# TASK STATEMENT
Reproduce every entry exactly as shown.
⟨
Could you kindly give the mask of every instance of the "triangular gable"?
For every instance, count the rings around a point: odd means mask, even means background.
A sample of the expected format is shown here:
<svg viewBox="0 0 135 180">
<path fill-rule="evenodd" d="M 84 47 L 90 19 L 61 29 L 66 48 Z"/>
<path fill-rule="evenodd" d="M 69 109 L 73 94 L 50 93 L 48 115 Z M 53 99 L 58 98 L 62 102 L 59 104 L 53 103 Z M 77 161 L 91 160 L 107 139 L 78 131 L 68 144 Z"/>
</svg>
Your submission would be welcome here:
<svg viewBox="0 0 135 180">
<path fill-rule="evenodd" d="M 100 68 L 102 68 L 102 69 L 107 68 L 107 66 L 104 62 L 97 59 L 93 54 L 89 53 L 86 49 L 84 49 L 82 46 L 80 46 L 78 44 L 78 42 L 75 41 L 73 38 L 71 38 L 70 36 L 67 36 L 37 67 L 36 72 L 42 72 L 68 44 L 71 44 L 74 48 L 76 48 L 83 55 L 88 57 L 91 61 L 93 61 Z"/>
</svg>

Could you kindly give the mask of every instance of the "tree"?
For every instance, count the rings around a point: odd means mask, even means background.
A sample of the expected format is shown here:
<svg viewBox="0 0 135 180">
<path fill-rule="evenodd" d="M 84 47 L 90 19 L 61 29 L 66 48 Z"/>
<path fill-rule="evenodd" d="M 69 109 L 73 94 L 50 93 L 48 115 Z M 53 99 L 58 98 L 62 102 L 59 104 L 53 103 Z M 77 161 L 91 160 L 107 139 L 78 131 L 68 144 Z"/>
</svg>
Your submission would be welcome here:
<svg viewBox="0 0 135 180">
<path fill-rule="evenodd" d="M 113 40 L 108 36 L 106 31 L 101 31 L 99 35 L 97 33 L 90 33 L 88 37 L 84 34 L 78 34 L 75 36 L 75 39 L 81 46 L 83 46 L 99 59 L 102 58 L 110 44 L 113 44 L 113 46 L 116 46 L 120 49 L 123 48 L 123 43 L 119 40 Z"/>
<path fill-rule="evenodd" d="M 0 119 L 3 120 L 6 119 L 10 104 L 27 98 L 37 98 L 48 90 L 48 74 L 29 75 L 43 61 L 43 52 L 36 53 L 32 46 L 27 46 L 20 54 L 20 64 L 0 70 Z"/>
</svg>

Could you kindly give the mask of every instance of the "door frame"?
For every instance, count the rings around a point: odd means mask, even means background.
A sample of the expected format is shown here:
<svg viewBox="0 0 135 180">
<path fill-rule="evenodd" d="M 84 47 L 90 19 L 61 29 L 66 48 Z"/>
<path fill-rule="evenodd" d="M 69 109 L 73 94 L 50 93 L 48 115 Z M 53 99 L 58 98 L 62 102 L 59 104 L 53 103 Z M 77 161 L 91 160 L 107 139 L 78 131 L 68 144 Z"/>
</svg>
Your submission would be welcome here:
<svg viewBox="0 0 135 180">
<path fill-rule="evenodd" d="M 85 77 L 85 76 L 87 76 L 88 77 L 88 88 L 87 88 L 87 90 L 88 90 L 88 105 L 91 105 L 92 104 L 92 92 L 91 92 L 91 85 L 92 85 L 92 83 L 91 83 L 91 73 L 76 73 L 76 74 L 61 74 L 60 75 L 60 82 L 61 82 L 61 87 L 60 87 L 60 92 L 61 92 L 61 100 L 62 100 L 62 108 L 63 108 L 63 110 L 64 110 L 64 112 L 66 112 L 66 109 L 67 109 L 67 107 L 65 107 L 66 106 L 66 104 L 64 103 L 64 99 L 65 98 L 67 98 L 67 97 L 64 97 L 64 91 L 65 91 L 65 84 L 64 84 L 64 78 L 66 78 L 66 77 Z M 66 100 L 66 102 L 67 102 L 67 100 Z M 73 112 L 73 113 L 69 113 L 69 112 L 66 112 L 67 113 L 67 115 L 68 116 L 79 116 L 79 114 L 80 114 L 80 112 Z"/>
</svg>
⟩
# FULL OUTPUT
Could you kindly give the mask of every instance of the "triangular gable"?
For every instance, count the rings around a point: odd means mask, even means background.
A sample of the expected format is shown here:
<svg viewBox="0 0 135 180">
<path fill-rule="evenodd" d="M 84 47 L 90 19 L 61 29 L 66 48 Z"/>
<path fill-rule="evenodd" d="M 69 109 L 73 94 L 50 93 L 48 115 Z M 53 99 L 58 98 L 62 102 L 59 104 L 53 103 Z M 77 161 L 91 160 L 107 139 L 78 131 L 68 144 Z"/>
</svg>
Your submission would be welcome here:
<svg viewBox="0 0 135 180">
<path fill-rule="evenodd" d="M 100 68 L 102 68 L 102 69 L 107 68 L 107 66 L 104 62 L 97 59 L 93 54 L 89 53 L 86 49 L 84 49 L 82 46 L 80 46 L 78 44 L 78 42 L 75 41 L 73 38 L 71 38 L 70 36 L 67 36 L 37 67 L 36 72 L 42 72 L 68 44 L 71 44 L 74 48 L 76 48 L 83 55 L 88 57 L 91 61 L 93 61 Z"/>
</svg>

Could you kindly give the mask of every instance of the "tree"?
For every instance, count the rings around a point: odd means mask, even means background.
A sample of the expected format is shown here:
<svg viewBox="0 0 135 180">
<path fill-rule="evenodd" d="M 84 47 L 90 19 L 61 29 L 66 48 Z"/>
<path fill-rule="evenodd" d="M 69 109 L 73 94 L 50 93 L 48 115 Z M 53 99 L 58 98 L 62 102 L 59 104 L 53 103 Z M 77 161 L 91 160 L 107 139 L 78 131 L 68 144 Z"/>
</svg>
Your submission would be welcome here:
<svg viewBox="0 0 135 180">
<path fill-rule="evenodd" d="M 113 40 L 108 36 L 106 31 L 101 31 L 99 35 L 97 33 L 90 33 L 88 37 L 84 34 L 78 34 L 75 36 L 75 39 L 81 46 L 83 46 L 99 59 L 102 58 L 110 44 L 113 44 L 113 46 L 116 46 L 120 49 L 123 48 L 123 43 L 119 40 Z"/>
<path fill-rule="evenodd" d="M 0 119 L 3 120 L 6 119 L 10 104 L 27 98 L 37 98 L 48 90 L 48 74 L 29 75 L 43 61 L 43 52 L 36 53 L 32 46 L 27 46 L 20 54 L 20 64 L 0 70 Z"/>
</svg>

Could you kindly give the mask of every instance of the "door frame"?
For every instance, count the rings around a point: odd means mask, even means background.
A sample of the expected format is shown here:
<svg viewBox="0 0 135 180">
<path fill-rule="evenodd" d="M 84 47 L 90 19 L 61 29 L 66 48 Z"/>
<path fill-rule="evenodd" d="M 69 109 L 73 94 L 50 93 L 48 115 Z M 53 99 L 58 98 L 62 102 L 59 104 L 53 103 Z M 77 161 L 91 160 L 107 139 L 78 131 L 68 144 Z"/>
</svg>
Your submission would be welcome here:
<svg viewBox="0 0 135 180">
<path fill-rule="evenodd" d="M 85 77 L 85 76 L 87 76 L 88 77 L 88 88 L 87 88 L 87 90 L 88 90 L 88 105 L 91 105 L 92 104 L 92 92 L 91 92 L 91 85 L 92 85 L 92 83 L 91 83 L 91 73 L 76 73 L 76 74 L 61 74 L 60 75 L 60 82 L 61 82 L 61 87 L 60 87 L 60 92 L 61 92 L 61 100 L 62 100 L 62 108 L 63 108 L 63 110 L 64 110 L 64 112 L 66 112 L 66 109 L 67 109 L 67 107 L 65 107 L 66 106 L 66 104 L 64 103 L 64 99 L 65 98 L 67 98 L 67 97 L 64 97 L 64 91 L 65 91 L 65 84 L 64 84 L 64 78 L 66 78 L 66 77 Z M 66 100 L 66 102 L 67 102 L 67 100 Z M 73 112 L 73 113 L 69 113 L 69 112 L 66 112 L 67 113 L 67 115 L 68 116 L 79 116 L 79 114 L 80 114 L 80 112 Z"/>
</svg>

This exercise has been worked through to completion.